# GIVEN TASK
Quote the full listing word for word.

# PROVIDED DATA
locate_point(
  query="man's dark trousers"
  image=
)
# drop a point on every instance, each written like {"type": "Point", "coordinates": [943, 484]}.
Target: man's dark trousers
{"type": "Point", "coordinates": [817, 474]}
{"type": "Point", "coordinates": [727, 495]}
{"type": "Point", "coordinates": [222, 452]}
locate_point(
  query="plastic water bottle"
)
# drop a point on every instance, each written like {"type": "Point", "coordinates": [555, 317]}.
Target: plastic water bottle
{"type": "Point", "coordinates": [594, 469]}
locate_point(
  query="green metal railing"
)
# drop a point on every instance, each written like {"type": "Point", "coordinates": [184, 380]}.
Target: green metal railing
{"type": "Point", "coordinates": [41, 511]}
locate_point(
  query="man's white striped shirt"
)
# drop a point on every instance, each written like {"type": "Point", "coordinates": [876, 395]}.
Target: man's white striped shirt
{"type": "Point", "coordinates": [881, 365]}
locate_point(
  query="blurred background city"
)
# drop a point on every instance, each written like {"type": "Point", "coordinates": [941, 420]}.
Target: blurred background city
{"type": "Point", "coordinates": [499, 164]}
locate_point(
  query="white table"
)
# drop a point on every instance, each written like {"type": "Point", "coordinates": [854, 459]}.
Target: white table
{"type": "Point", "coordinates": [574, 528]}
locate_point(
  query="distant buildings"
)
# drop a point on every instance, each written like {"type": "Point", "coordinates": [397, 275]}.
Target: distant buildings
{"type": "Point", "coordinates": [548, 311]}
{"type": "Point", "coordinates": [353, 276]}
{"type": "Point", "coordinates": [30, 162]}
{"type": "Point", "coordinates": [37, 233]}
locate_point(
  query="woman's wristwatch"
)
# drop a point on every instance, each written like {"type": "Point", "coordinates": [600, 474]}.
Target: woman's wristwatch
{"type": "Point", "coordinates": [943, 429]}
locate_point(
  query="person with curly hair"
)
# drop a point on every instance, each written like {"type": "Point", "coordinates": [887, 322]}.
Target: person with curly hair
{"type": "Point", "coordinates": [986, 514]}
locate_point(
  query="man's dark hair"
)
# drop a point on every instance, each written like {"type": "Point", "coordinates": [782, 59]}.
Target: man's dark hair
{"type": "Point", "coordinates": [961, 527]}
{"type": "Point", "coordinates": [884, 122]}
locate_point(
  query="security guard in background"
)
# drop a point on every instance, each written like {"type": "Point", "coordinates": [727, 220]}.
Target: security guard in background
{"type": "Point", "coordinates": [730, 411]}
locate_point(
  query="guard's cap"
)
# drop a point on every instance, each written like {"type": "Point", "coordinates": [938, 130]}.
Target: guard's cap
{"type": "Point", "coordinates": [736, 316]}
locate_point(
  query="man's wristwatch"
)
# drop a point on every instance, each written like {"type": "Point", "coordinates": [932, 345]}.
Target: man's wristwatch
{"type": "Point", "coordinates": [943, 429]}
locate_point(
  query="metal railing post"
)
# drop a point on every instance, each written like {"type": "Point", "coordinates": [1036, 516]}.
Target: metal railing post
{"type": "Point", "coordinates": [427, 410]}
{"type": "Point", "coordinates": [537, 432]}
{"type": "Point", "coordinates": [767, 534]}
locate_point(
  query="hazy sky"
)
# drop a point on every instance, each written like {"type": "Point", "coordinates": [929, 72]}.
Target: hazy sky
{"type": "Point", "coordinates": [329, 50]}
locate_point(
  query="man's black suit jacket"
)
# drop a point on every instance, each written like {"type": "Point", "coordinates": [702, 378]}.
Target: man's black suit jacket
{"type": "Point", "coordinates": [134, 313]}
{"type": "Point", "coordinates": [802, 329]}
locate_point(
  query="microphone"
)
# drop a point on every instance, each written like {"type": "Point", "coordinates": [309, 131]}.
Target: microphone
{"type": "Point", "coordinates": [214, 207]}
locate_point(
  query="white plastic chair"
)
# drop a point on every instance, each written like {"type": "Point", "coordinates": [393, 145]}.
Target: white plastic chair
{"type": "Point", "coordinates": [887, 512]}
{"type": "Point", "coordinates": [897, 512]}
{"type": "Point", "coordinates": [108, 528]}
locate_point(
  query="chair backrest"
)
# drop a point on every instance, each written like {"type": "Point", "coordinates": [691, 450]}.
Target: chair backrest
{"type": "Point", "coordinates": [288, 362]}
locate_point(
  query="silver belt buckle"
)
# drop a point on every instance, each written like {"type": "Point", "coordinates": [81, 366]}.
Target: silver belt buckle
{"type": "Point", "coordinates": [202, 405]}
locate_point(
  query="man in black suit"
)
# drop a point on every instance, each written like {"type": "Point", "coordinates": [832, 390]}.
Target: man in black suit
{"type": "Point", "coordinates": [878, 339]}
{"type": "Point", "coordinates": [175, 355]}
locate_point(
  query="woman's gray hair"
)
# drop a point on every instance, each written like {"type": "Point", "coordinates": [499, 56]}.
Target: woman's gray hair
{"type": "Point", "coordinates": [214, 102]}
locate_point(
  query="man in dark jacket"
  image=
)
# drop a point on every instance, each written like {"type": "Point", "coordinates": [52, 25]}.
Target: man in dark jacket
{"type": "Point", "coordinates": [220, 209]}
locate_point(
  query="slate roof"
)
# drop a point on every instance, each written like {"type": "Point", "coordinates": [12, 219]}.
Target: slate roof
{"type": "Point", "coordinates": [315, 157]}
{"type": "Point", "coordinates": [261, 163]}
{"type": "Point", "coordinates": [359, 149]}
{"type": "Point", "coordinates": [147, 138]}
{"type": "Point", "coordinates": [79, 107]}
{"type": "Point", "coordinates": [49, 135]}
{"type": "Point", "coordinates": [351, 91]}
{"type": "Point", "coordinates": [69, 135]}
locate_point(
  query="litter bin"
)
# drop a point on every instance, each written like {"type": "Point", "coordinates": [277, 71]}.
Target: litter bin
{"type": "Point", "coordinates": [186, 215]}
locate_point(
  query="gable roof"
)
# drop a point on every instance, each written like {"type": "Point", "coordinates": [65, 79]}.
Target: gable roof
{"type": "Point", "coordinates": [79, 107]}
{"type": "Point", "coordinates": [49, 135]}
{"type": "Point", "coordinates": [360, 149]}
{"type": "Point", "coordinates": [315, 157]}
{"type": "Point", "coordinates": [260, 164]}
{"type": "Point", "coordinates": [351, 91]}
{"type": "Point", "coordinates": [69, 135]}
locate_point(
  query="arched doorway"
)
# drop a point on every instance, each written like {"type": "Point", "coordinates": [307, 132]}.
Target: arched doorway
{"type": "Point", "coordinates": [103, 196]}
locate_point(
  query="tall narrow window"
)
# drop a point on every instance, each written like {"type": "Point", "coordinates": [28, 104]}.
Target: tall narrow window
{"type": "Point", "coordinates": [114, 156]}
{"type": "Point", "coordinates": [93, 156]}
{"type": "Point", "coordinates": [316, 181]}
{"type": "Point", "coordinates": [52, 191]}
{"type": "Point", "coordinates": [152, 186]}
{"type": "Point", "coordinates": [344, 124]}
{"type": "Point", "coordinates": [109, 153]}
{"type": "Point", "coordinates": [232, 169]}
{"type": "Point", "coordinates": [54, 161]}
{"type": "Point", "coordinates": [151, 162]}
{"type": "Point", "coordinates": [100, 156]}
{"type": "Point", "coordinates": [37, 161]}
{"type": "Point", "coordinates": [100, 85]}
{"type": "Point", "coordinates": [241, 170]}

# COMPLETED TASK
locate_point(
  query="man's dark trousers"
  image=
)
# drop a point on every instance, each written like {"type": "Point", "coordinates": [943, 484]}.
Target: man's dark trousers
{"type": "Point", "coordinates": [817, 474]}
{"type": "Point", "coordinates": [727, 495]}
{"type": "Point", "coordinates": [222, 452]}
locate_point(
  query="plastic water bottle"
)
# drop a point on every instance, each written like {"type": "Point", "coordinates": [555, 317]}.
Target: plastic water bottle
{"type": "Point", "coordinates": [594, 469]}
locate_point(
  query="green metal railing"
)
# drop a point on every instance, each written like {"type": "Point", "coordinates": [184, 380]}.
Target: green metal railing
{"type": "Point", "coordinates": [41, 511]}
locate_point(
  query="man's white striped shirt"
)
# drop a point on every instance, each written like {"type": "Point", "coordinates": [876, 395]}.
Target: man's white striped shirt
{"type": "Point", "coordinates": [881, 365]}
locate_point(
  query="blurred background city"
)
# drop a point on every instance, each written like {"type": "Point", "coordinates": [941, 420]}.
Target: blurred background city
{"type": "Point", "coordinates": [499, 164]}
locate_point(
  query="white table"
)
# drop a point on every instance, each written like {"type": "Point", "coordinates": [854, 459]}.
Target: white table
{"type": "Point", "coordinates": [574, 528]}
locate_point(
  query="distant buildings"
)
# drop a point on every instance, each written like {"type": "Point", "coordinates": [397, 275]}.
Target: distant buildings
{"type": "Point", "coordinates": [548, 311]}
{"type": "Point", "coordinates": [353, 276]}
{"type": "Point", "coordinates": [30, 162]}
{"type": "Point", "coordinates": [37, 233]}
locate_point(
  query="woman's wristwatch"
)
# drop a point on every instance, each written like {"type": "Point", "coordinates": [600, 474]}.
Target: woman's wristwatch
{"type": "Point", "coordinates": [943, 429]}
locate_point(
  query="person with curly hair"
)
# drop a point on every instance, each written like {"type": "Point", "coordinates": [887, 322]}.
Target: person with curly hair
{"type": "Point", "coordinates": [986, 514]}
locate_point(
  query="man's dark hair"
)
# drop a point on every instance, each written like {"type": "Point", "coordinates": [782, 59]}.
Target: man's dark hair
{"type": "Point", "coordinates": [961, 527]}
{"type": "Point", "coordinates": [884, 122]}
locate_point(
  query="security guard in background"
)
# drop a point on every instance, each written like {"type": "Point", "coordinates": [727, 220]}.
Target: security guard in background
{"type": "Point", "coordinates": [730, 411]}
locate_point(
  query="guard's cap"
)
# drop a point on every instance, each written like {"type": "Point", "coordinates": [938, 130]}.
Target: guard's cap
{"type": "Point", "coordinates": [736, 316]}
locate_point(
  query="man's wristwatch"
)
# drop a point on every instance, each written like {"type": "Point", "coordinates": [932, 345]}.
Target: man's wristwatch
{"type": "Point", "coordinates": [943, 429]}
locate_point(
  query="metal railing post"
)
# drop a point on every instance, each written like {"type": "Point", "coordinates": [1036, 516]}.
Target: metal railing post
{"type": "Point", "coordinates": [427, 410]}
{"type": "Point", "coordinates": [537, 432]}
{"type": "Point", "coordinates": [767, 534]}
locate_point(
  query="hazy sky"
)
# drop a point on every instance, each written like {"type": "Point", "coordinates": [929, 72]}.
Target: hazy sky
{"type": "Point", "coordinates": [329, 50]}
locate_point(
  query="man's black suit jacket"
)
# drop a point on every instance, each written like {"type": "Point", "coordinates": [702, 378]}.
Target: man's black suit jacket
{"type": "Point", "coordinates": [134, 313]}
{"type": "Point", "coordinates": [802, 329]}
locate_point(
  query="microphone"
)
# drop a point on every instance, each written like {"type": "Point", "coordinates": [309, 131]}.
Target: microphone
{"type": "Point", "coordinates": [214, 207]}
locate_point(
  query="white plastic chair"
)
# drop a point on every instance, each written like {"type": "Point", "coordinates": [393, 145]}.
Target: white plastic chair
{"type": "Point", "coordinates": [887, 512]}
{"type": "Point", "coordinates": [897, 512]}
{"type": "Point", "coordinates": [108, 528]}
locate_point(
  query="chair backrest"
)
# drop a point on every instance, each written like {"type": "Point", "coordinates": [691, 450]}.
Target: chair backrest
{"type": "Point", "coordinates": [288, 362]}
locate_point(
  query="silver belt buckle"
)
# drop a point on every instance, each written like {"type": "Point", "coordinates": [81, 366]}.
Target: silver belt buckle
{"type": "Point", "coordinates": [202, 405]}
locate_point(
  query="man in black suit"
)
# drop a point on every instance, each written like {"type": "Point", "coordinates": [832, 390]}.
Target: man in black suit
{"type": "Point", "coordinates": [878, 339]}
{"type": "Point", "coordinates": [175, 355]}
locate_point(
  query="woman's gray hair"
)
# drop a point on every instance, each written like {"type": "Point", "coordinates": [499, 56]}.
Target: woman's gray hair
{"type": "Point", "coordinates": [214, 102]}
locate_point(
  query="man in dark jacket"
  image=
)
# drop a point on every instance, each written like {"type": "Point", "coordinates": [52, 25]}.
Target: man in dark jacket
{"type": "Point", "coordinates": [220, 209]}
locate_point(
  query="slate roof"
)
# drop a point on every instance, each written like {"type": "Point", "coordinates": [12, 219]}.
Target: slate roof
{"type": "Point", "coordinates": [315, 157]}
{"type": "Point", "coordinates": [261, 163]}
{"type": "Point", "coordinates": [359, 149]}
{"type": "Point", "coordinates": [147, 138]}
{"type": "Point", "coordinates": [79, 107]}
{"type": "Point", "coordinates": [49, 135]}
{"type": "Point", "coordinates": [351, 91]}
{"type": "Point", "coordinates": [69, 135]}
locate_point(
  query="litter bin"
)
# drop a point on every instance, each written like {"type": "Point", "coordinates": [277, 71]}.
Target: litter bin
{"type": "Point", "coordinates": [186, 215]}
locate_point(
  query="gable roof"
)
# drop a point on every instance, each written like {"type": "Point", "coordinates": [65, 79]}.
Target: gable roof
{"type": "Point", "coordinates": [79, 107]}
{"type": "Point", "coordinates": [49, 135]}
{"type": "Point", "coordinates": [360, 149]}
{"type": "Point", "coordinates": [315, 157]}
{"type": "Point", "coordinates": [260, 164]}
{"type": "Point", "coordinates": [351, 91]}
{"type": "Point", "coordinates": [69, 135]}
locate_point(
  query="arched doorway"
)
# drop a point on every instance, each written like {"type": "Point", "coordinates": [307, 132]}.
Target: arched doorway
{"type": "Point", "coordinates": [103, 196]}
locate_point(
  query="tall narrow window"
)
# drop a point on every instance, each written like {"type": "Point", "coordinates": [28, 104]}.
Target: tall narrow window
{"type": "Point", "coordinates": [114, 156]}
{"type": "Point", "coordinates": [93, 156]}
{"type": "Point", "coordinates": [316, 181]}
{"type": "Point", "coordinates": [52, 191]}
{"type": "Point", "coordinates": [152, 186]}
{"type": "Point", "coordinates": [344, 124]}
{"type": "Point", "coordinates": [109, 153]}
{"type": "Point", "coordinates": [232, 169]}
{"type": "Point", "coordinates": [54, 161]}
{"type": "Point", "coordinates": [151, 162]}
{"type": "Point", "coordinates": [100, 156]}
{"type": "Point", "coordinates": [37, 161]}
{"type": "Point", "coordinates": [100, 85]}
{"type": "Point", "coordinates": [241, 170]}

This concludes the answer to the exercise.